▶ [Исходный текст]
------------
Сохранилось письмо Н. А. Леваневской, в котором она вспоминает, как муж пришел в авиацию:

"Авиацию муж любит. Все годы нашей совместной жизни он только и бредил самолетами. В 1921 году в г. Ораниенбауме зимой он наблюдал за полетами Чухновского, и после того, как Чухновский его повозил, Леваневский задался целью стать летчиком..."

Воздухоплавательный отряд в шутку называли "колбасным". Красноармейцы поднимались в воздух на привязных аэростатах - "колбасах". В свободное время Сигизмунд тоже поднимался в воздух. Некоторых товарищей укачивало во время болтанки, а Леваневский мог "висеть" часами. Он несколько раз подавал заявления об откомандировании его в летную школу. Наконец просьбу удовлетворили, и осенью 1923 года его направили в Севастопольскую школу морских летчиков. Но к началу занятий Леваневский опоздал. Начальник школы, просмотрев документы, предложил ему до следующего набора поработать... завхозом.

- Если позволите одновременно с этим и учиться, я останусь, - сказал Леваневский. - А иначе откомандируйте меня обратно в Питер.

- Учитесь, кто же вам мешает. Постараемся сделать из вас со временем хорошего морлета.

Морской летчик! Само сочетание этих двух понятий волновало новизной, возможностью совершать дальние перелеты.
------------
▶ [Сохранённые записи]
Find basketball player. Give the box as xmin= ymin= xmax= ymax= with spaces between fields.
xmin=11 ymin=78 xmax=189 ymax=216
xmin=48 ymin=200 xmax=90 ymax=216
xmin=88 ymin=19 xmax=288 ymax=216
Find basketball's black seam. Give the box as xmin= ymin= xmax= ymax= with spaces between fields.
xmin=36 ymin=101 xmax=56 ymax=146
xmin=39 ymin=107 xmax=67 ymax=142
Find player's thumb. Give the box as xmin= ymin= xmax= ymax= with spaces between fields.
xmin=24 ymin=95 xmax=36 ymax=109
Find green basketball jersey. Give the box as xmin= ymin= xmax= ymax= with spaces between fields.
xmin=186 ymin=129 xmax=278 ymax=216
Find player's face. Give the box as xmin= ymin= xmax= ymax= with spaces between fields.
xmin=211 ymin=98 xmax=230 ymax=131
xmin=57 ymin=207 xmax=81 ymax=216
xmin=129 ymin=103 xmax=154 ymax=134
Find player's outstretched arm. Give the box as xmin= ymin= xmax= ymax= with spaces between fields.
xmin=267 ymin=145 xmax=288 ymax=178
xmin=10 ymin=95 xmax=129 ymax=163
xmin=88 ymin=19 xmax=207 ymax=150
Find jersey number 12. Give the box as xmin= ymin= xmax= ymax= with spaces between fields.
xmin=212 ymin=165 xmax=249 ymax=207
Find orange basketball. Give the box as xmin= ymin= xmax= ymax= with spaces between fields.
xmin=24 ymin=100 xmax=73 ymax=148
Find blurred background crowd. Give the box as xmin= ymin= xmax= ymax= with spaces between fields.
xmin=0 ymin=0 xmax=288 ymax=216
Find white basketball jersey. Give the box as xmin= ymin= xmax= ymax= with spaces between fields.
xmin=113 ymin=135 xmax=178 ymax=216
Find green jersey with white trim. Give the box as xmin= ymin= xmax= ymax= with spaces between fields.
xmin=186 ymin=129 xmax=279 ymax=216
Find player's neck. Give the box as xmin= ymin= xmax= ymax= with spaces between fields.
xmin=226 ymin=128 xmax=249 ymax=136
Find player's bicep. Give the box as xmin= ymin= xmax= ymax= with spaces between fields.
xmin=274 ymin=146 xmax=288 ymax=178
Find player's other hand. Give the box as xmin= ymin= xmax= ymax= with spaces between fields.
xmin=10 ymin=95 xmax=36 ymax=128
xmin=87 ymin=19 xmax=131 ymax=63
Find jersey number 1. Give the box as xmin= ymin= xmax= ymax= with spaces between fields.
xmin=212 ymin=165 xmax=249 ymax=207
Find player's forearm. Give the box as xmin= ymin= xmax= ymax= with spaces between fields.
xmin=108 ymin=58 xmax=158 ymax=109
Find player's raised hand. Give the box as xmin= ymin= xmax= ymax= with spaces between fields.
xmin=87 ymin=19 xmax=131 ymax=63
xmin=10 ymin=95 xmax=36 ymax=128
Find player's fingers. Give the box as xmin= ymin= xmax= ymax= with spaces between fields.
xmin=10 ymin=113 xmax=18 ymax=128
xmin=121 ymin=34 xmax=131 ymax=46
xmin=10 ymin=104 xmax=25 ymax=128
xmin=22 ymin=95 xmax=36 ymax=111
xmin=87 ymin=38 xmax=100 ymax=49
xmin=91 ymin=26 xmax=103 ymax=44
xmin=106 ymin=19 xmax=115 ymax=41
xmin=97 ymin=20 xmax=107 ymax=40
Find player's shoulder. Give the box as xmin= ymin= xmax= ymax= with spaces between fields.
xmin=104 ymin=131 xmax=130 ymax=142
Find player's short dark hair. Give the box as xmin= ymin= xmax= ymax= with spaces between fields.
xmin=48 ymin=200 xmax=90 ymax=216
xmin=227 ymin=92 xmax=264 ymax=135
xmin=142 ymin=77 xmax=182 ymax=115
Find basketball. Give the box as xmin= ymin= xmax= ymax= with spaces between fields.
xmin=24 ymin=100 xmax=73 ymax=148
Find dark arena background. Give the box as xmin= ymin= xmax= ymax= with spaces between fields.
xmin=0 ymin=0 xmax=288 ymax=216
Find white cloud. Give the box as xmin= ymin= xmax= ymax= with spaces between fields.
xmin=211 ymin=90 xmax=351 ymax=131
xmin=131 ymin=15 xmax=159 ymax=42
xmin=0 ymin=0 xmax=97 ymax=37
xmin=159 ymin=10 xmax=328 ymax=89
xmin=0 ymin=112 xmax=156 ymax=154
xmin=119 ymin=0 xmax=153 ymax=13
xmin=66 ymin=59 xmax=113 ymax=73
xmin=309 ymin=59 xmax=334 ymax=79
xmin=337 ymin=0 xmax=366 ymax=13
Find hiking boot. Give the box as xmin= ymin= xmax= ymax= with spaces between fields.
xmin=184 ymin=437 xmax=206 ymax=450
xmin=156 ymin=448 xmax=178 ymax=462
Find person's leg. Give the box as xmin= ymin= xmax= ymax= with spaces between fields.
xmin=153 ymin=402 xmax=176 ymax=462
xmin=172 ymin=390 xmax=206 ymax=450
------------
▶ [Задания]
[1] Ответьте по отрывку о Леваневском:
(a) В каком году и в каком городе Леваневский наблюдал за полетами Чухновского?
(b) Как в шутку называли воздухоплавательный отряд?
(c) Какую работу начальник школы предложил Леваневскому до следующего набора?
[2] Кто из людей назван в отрывке о Леваневском по имени или фамилии? Перечислите всех.

▶ [Полные ответы]
[1]
(a) В 1921 году, в Ораниенбауме.
(b) «Колбасным».
(c) Работу завхозом.

[2] Н. А. Леваневская, Чухновский, Сигизмунд Леваневский.